- _Work request_: Reproduce the entries below exactly, but only from the line containing "Each instance of the rear license" to the line containing "Each instance of the car headlight", inclusive.

== Exercise data ==

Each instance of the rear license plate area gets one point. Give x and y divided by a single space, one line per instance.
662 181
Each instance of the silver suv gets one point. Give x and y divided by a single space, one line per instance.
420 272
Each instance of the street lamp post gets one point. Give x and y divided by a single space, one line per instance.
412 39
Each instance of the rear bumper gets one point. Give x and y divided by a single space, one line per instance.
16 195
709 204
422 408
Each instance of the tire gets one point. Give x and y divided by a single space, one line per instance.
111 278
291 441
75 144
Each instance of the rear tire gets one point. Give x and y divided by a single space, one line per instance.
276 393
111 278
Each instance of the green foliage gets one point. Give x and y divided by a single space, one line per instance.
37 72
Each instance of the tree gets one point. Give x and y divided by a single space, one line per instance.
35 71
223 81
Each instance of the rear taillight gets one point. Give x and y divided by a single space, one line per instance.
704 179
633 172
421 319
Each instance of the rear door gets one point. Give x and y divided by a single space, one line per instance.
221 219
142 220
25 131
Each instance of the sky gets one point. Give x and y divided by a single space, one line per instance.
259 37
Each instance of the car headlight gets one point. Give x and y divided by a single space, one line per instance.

===
== Exercise data ==

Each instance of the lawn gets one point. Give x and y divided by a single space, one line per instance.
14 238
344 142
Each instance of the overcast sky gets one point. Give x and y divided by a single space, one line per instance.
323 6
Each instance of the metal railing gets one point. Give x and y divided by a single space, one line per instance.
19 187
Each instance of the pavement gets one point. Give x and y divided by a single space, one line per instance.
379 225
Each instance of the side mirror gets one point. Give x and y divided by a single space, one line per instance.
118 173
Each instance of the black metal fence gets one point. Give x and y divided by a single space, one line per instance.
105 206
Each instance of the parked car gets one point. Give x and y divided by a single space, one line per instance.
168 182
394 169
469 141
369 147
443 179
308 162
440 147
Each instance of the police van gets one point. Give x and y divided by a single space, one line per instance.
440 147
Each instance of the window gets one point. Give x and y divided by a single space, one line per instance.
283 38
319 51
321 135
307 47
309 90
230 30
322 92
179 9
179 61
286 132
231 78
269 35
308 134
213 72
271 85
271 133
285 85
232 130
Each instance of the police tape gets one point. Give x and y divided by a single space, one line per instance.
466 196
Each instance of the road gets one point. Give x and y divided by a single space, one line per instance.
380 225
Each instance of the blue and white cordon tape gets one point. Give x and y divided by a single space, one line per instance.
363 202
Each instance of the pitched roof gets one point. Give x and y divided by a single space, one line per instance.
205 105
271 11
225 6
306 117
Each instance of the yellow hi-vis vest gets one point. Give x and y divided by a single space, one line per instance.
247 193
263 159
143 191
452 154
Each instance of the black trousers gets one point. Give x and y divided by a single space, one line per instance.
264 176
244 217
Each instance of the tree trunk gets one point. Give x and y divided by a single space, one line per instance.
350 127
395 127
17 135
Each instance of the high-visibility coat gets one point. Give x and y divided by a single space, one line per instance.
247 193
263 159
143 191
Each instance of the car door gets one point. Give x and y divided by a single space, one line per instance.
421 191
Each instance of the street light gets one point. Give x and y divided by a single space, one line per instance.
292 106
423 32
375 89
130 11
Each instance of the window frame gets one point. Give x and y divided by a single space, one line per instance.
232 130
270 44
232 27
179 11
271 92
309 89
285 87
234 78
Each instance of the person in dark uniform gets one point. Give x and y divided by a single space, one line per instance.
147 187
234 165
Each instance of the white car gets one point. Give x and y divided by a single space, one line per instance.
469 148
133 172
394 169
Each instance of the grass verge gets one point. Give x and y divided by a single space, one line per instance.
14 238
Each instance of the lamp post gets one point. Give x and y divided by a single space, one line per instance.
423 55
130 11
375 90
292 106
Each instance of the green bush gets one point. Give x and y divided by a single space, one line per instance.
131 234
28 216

===
== Exercise data ==

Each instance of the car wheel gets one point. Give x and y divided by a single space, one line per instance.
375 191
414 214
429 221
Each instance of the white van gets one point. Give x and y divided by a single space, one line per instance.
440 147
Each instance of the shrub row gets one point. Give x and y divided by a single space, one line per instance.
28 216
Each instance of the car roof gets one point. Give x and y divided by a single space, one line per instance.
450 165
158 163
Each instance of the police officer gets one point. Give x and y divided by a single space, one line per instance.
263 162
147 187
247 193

===

- _Response area_:
Each instance of the rear license plate area gets one point. Give x and y divided by a single space, one line per instance.
662 181
Each instance of the silver suv gets one point. Give x and y divided by a single space, one line per instance.
420 272
Each instance of the street lamp post gets one point. Give x and y divided by a single space, one line per instance.
412 39
Each instance of the rear bumper gets one point. Give x and y divided by a single space, one line per instance.
16 195
709 204
422 408
Each instance of the tire gets one point. Give x and y divided by a single space, one line per instance.
111 278
291 441
75 144
Each instance of the rear tire gets one point. Give x and y divided by a single space, one line per instance.
276 393
111 278
Each instance of the green foliage gets one point. Give x and y divided by a single space, one line per instance.
37 72
Each instance of the tree gets one point. Give x and y divided by a single space, one line per instance.
35 71
223 81
Each instance of the rear taillight gets one point. Give x and y divided by a single space, one line per instance.
704 179
633 172
421 319
Each instance of the rear door gets one point. Give x and y divided by a single space, one line per instance.
221 219
142 220
25 131
Each instance of the sky gets one point. Give x and y divided by a single space, one line per instance.
259 37
Each instance of the car headlight gets one point. Give x and y divided by a single space, one line per instance.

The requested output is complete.